** Start Entries shown **
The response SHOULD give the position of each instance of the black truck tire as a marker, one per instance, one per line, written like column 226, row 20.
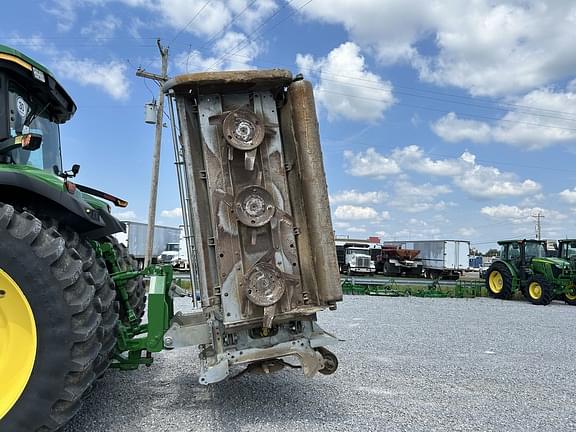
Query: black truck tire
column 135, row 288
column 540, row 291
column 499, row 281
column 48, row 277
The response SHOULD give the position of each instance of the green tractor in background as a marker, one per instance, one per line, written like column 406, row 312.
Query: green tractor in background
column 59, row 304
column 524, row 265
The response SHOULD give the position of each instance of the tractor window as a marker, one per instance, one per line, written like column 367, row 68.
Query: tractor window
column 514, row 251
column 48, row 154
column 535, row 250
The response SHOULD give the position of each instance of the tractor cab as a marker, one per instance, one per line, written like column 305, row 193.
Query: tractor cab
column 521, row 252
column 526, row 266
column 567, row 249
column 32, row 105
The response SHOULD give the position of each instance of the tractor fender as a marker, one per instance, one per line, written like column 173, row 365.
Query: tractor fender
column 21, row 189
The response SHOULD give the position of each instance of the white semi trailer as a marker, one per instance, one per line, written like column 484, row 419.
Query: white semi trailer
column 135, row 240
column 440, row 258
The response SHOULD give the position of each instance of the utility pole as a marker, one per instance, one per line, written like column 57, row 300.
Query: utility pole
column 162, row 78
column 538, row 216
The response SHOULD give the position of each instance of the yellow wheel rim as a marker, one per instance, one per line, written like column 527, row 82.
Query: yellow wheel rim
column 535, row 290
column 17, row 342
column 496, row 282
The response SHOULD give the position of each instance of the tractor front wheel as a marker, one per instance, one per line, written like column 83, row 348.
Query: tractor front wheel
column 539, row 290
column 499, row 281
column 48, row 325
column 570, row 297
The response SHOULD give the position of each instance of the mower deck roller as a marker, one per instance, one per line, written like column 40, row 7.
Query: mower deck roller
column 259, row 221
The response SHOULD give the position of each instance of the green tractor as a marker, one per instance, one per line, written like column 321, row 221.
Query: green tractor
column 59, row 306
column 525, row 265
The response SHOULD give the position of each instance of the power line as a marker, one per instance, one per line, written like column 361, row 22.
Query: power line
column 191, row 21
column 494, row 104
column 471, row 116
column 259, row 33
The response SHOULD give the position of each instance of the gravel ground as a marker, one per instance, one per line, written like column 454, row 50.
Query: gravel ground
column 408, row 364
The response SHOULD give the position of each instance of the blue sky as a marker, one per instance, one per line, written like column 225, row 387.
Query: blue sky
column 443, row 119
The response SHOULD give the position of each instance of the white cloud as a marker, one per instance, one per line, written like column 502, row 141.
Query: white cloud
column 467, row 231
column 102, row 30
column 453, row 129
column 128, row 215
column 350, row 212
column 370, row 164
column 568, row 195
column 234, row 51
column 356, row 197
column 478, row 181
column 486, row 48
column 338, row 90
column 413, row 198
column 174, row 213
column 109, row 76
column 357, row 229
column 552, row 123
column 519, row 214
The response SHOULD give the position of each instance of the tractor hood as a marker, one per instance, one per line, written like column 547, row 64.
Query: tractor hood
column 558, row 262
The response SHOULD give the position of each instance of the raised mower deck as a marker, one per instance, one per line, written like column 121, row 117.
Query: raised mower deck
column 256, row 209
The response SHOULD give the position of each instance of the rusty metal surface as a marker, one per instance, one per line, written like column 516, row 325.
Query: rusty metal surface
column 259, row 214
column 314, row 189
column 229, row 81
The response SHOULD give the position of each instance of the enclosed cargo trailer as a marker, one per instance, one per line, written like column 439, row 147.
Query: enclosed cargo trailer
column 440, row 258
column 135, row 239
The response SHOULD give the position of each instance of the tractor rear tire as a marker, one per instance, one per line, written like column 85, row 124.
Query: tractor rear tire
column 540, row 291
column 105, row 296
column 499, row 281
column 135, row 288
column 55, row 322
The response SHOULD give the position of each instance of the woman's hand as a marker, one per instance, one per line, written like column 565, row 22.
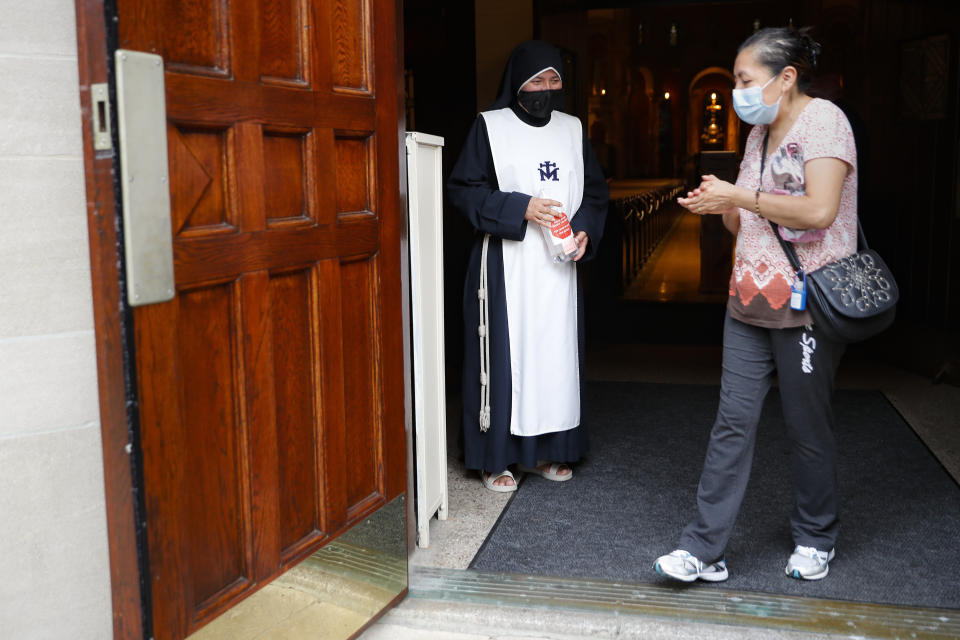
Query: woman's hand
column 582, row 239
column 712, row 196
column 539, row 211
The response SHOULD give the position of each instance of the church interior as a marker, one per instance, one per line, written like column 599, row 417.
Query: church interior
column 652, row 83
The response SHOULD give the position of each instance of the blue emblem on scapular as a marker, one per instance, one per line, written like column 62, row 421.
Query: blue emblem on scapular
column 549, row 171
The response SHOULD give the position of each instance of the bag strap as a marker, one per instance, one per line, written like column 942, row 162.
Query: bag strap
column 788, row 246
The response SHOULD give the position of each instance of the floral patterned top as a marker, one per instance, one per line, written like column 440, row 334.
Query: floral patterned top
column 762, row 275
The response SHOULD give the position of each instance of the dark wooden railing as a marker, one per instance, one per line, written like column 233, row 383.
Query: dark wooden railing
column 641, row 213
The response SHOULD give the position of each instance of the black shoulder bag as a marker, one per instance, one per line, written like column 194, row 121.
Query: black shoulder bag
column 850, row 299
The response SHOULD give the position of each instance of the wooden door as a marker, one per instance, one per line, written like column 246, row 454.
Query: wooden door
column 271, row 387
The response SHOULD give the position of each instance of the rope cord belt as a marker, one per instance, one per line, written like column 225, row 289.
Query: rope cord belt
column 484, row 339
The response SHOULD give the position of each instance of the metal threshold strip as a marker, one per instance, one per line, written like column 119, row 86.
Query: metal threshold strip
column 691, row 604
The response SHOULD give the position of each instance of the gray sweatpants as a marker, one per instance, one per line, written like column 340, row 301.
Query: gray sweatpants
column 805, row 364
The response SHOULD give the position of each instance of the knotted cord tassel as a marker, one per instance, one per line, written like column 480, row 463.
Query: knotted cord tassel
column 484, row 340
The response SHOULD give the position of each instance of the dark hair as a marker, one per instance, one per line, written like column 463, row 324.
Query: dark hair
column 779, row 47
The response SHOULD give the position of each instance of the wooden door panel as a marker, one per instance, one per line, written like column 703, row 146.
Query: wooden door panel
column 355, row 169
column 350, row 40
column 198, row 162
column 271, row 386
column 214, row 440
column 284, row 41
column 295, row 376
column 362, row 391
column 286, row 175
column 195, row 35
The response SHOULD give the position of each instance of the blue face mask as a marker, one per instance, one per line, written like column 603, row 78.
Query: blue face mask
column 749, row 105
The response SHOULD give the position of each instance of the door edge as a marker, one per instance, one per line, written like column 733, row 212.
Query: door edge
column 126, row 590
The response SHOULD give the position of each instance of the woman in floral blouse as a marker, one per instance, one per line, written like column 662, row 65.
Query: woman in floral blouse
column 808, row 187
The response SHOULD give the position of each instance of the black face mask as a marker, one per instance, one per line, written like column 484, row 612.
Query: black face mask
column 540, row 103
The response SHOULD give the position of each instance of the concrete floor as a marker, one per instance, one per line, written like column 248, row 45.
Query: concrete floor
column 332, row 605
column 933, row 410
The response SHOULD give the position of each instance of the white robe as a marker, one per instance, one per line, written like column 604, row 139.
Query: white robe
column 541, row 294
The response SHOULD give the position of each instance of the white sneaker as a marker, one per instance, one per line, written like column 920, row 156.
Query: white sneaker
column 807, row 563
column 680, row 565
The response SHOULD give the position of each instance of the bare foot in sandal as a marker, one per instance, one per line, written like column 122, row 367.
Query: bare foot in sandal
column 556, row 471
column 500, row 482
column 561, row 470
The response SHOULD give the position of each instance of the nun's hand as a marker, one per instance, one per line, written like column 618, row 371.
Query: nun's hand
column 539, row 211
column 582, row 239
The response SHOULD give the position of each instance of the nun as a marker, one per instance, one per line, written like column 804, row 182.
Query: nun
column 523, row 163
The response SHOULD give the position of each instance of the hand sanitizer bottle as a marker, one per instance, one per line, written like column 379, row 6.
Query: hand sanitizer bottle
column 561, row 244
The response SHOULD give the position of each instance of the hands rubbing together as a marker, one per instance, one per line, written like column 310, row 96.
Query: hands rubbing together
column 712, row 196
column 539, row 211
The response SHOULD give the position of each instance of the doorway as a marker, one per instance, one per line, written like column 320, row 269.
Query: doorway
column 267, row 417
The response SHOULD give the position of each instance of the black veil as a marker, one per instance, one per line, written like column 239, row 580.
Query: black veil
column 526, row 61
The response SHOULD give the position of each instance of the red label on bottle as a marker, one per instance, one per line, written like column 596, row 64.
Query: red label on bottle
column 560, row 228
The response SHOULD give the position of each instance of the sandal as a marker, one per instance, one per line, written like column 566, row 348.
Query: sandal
** End Entries shown **
** Start Entries shown **
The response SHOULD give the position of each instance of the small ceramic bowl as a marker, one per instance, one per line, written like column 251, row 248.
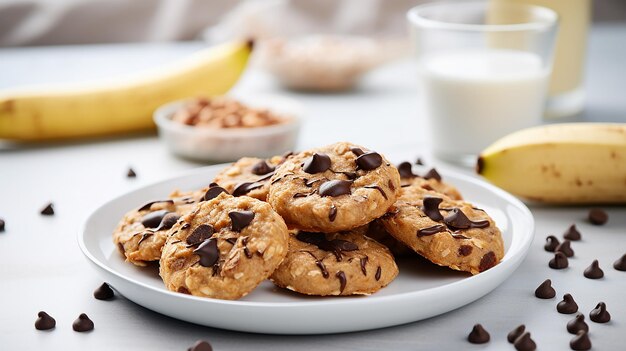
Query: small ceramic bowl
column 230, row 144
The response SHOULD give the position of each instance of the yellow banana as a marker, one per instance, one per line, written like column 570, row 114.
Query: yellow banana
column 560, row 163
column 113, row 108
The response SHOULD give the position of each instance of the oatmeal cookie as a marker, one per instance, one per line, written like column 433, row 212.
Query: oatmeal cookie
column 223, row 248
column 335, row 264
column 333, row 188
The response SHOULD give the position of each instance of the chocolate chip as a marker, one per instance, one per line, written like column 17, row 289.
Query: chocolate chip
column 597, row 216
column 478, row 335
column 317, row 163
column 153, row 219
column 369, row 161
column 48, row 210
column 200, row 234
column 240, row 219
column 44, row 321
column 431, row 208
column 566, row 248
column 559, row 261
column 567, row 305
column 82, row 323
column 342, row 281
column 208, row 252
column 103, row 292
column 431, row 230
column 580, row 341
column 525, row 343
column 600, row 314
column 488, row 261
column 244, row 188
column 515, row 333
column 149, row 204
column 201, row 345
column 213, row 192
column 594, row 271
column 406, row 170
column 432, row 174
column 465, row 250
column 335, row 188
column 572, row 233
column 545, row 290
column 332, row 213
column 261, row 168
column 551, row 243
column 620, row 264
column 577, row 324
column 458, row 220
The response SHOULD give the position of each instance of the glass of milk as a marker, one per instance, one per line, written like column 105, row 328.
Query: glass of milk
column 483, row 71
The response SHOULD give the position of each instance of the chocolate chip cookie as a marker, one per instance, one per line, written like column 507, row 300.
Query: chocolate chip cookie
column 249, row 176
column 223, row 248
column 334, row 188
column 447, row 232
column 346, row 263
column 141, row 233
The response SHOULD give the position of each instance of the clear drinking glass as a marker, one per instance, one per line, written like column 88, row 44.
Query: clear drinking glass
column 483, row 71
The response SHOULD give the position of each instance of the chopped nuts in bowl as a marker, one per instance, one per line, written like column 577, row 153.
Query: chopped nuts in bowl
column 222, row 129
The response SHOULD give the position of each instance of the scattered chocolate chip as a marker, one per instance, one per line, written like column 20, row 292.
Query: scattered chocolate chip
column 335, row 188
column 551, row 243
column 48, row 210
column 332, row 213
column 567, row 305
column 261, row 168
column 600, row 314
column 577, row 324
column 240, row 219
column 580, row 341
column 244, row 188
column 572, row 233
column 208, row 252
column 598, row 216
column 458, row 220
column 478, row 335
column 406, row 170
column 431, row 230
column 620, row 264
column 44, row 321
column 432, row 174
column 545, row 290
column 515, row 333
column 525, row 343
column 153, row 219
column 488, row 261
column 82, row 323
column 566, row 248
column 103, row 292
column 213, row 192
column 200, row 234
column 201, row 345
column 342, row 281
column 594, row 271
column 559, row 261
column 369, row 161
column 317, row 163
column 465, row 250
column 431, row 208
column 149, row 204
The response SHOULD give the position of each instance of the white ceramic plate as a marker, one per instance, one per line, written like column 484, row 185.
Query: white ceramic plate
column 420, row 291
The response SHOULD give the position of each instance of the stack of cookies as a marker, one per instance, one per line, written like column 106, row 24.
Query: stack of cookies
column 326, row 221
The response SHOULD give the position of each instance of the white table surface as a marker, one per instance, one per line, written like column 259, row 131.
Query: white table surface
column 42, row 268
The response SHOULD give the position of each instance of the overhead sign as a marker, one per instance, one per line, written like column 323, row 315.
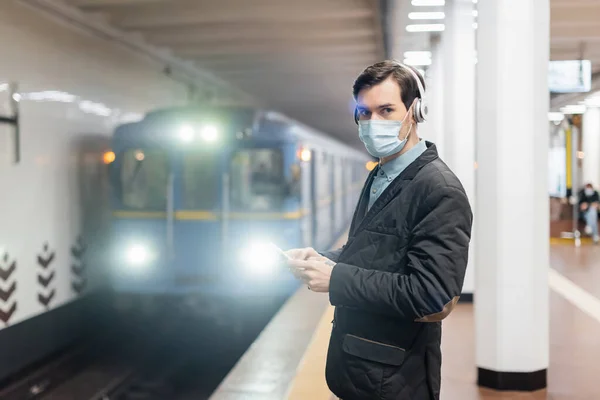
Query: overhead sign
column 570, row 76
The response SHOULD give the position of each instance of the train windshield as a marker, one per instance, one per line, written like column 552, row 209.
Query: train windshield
** End Entries shown **
** Start Entries shown **
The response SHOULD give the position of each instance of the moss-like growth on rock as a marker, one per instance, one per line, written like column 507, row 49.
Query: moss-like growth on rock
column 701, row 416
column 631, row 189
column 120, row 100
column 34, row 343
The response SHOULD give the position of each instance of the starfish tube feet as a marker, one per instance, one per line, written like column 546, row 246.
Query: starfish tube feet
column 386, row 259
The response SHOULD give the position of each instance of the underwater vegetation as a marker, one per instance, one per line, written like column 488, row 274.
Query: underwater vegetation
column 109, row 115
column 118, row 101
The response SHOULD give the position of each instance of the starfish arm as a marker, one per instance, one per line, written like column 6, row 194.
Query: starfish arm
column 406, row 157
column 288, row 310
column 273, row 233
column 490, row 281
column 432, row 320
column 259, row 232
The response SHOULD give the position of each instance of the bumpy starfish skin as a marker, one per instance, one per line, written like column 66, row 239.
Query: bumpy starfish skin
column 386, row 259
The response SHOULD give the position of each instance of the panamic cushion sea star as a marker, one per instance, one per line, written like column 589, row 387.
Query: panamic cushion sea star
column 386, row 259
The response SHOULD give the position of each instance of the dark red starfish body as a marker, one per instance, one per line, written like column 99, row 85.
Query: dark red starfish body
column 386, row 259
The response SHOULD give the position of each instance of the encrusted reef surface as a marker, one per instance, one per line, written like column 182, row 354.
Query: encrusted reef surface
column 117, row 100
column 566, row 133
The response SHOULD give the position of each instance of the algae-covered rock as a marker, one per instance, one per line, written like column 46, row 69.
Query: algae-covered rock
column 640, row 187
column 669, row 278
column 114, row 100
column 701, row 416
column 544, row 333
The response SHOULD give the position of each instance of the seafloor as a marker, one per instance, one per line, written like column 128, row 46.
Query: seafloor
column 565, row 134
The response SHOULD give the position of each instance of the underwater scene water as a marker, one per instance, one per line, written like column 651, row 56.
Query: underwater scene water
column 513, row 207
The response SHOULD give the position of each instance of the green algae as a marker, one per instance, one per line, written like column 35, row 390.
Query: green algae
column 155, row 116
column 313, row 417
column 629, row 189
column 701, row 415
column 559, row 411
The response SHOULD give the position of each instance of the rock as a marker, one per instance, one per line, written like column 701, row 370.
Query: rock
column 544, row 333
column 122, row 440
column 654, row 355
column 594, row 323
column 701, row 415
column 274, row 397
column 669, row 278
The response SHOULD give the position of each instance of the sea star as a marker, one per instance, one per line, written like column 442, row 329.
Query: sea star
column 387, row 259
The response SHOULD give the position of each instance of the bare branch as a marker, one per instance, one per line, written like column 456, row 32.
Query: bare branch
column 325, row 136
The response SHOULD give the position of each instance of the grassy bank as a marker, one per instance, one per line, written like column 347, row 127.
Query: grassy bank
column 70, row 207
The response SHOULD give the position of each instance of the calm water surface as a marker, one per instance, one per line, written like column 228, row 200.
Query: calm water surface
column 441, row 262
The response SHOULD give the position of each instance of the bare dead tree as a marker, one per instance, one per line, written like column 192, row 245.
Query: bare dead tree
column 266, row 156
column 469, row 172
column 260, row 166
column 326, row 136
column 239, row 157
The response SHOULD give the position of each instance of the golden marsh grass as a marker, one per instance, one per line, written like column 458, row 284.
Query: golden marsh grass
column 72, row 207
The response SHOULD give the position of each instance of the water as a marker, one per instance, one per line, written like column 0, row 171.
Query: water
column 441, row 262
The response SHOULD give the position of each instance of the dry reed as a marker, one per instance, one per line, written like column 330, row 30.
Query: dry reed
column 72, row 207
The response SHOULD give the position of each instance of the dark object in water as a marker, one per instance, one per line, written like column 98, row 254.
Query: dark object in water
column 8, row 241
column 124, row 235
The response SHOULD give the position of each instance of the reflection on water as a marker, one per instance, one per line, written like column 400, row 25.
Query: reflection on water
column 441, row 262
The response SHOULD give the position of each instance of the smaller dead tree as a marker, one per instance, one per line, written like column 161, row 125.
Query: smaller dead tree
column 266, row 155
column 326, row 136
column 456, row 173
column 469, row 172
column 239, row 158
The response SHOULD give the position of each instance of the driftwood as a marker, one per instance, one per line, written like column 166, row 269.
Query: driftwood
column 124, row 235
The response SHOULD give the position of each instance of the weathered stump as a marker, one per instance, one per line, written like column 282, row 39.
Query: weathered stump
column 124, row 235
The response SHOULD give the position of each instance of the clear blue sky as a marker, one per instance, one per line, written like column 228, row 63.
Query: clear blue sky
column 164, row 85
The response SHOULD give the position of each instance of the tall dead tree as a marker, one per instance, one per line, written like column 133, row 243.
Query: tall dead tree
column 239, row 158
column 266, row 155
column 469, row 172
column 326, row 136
** End Entries shown **
◆ **Problem description**
Repeat the stretch of records from the line containing "226, row 20." through the line containing "column 48, row 277", leaving out any pictures.

◆ **Correct output**
The response SHOULD give the position of each instance of the black truck tire as a marker, one per instance, one per line, written like column 226, row 20.
Query: black truck tire
column 135, row 288
column 540, row 291
column 499, row 281
column 48, row 277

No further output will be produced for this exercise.